» **TASK ITEM**
In the article on Sacramento State baseball below, which other Division I team is said to have also gone from worst to first?

» **DOCUMENT SECTION**
________

Reggie Christiansen does not mind bus rides to the Southwest as long as he's not behind the wheel.
The Sacramento State baseball coach prefers the shotgun view he has enjoyed this breakout season that landed the Hornets in Mesa, Ariz., for this week's Western Athletic Conference tournament.
The keys to success start with cohesion. The young Hornets like each other. They play well together. Players broke out T-shirts before the season with words vowing to go from worst to first, and backed it up in managing a share of the WAC championship. Cornell of the Ivy League was the only other Division I team to accomplish the same feat.
So the idea of packing 36 players, five coaches and additional staff onto a 56-man cruiser bus for that 800-mile trip to Mesa didn't elicit a chorus of groans. There was instead a collective cry by the players of "Fire up the engines!" Players would have hitchhiked to Arizona.
"We took a spring break trip as a team to Utah, so we're used to the bus," Christiansen said Friday from the team's hotel. "It's a great ride. This group doesn't mind getting on the bus. We saved our school $13,000 to $14,000 to get here. We want to do the right thing, and we enjoy it."
The journey included a Dodgers-Diamondbacks game in Phoenix on Tuesday, followed by the pre-tournament banquet Wednesday.
Sac State's versatile Andrew Ayers was named the conference Player of the Year at the banquet, and teammate Rhys Hoskins (Jesuit High School) was named the Freshman of the Tear.
For his worst-to-first accomplishment, Christiansen was named the WAC Coach of the Year.
It's the first time the Hornets won three top individual conference awards as well as a share of the WAC title since moving up to Division I in 1991.
Christiansen says even better days are ahead. He wants to replenish the program with "80 to 85 percent" local talent. He wants to play more night games at Raley Field to showcase the product. He wants annual trips to the WAC tournament and to reach the College World Series. He wants Sac State's program to rival that of Fresno State, which won the CWS in 2008.
The Hornets suffered a scare in Thursday's 15-5 tournament win over Nevada. Shortstop Scotty Burcham had a bunt attempt ricochet off his bat and into his neck. Burcham crumpled at the plate. He insisted he was OK but struggled to breathe sitting in the dugout. Burcham slumped into teammate Will Soto's arms and was taken by ambulance to the hospital.
"Scotty's OK now," Christiansen said. "It was a scary play, very scary, a freak play. I've seen that happen a couple times on bunts. Saw a guy foul it off his nose and break it. We all came together for Scotty."
The win over Nevada was Sac State's second in WAC tournament history.

________

» **DATA SUPPLIED**
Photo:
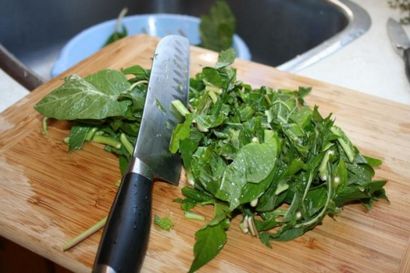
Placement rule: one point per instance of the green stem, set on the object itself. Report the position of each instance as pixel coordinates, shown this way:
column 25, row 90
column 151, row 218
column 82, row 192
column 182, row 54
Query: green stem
column 85, row 234
column 107, row 141
column 323, row 211
column 91, row 134
column 136, row 84
column 127, row 144
column 44, row 127
column 180, row 107
column 194, row 216
column 119, row 20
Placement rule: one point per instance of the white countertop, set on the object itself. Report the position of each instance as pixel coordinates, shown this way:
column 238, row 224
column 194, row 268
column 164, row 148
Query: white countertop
column 368, row 64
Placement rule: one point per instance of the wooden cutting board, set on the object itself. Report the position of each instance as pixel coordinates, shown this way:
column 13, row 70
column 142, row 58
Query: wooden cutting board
column 48, row 195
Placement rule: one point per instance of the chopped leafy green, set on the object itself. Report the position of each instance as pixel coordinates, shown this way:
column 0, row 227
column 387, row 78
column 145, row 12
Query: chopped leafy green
column 164, row 223
column 218, row 27
column 256, row 152
column 120, row 30
column 95, row 97
column 209, row 242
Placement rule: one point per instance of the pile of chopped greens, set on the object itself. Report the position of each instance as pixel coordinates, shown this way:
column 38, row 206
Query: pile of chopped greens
column 259, row 154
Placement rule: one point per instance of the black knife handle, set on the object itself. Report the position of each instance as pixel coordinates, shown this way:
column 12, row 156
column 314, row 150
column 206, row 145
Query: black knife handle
column 406, row 56
column 125, row 237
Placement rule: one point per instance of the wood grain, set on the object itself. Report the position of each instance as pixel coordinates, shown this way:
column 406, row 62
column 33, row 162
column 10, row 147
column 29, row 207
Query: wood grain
column 48, row 195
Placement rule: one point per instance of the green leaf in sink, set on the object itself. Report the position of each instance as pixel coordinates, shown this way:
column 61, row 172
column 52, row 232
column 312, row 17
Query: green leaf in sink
column 218, row 27
column 120, row 30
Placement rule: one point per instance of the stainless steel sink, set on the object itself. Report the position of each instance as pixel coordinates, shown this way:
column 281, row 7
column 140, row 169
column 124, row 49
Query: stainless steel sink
column 290, row 34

________

» **SOLUTION TO THIS EXERCISE**
Cornell of the Ivy League.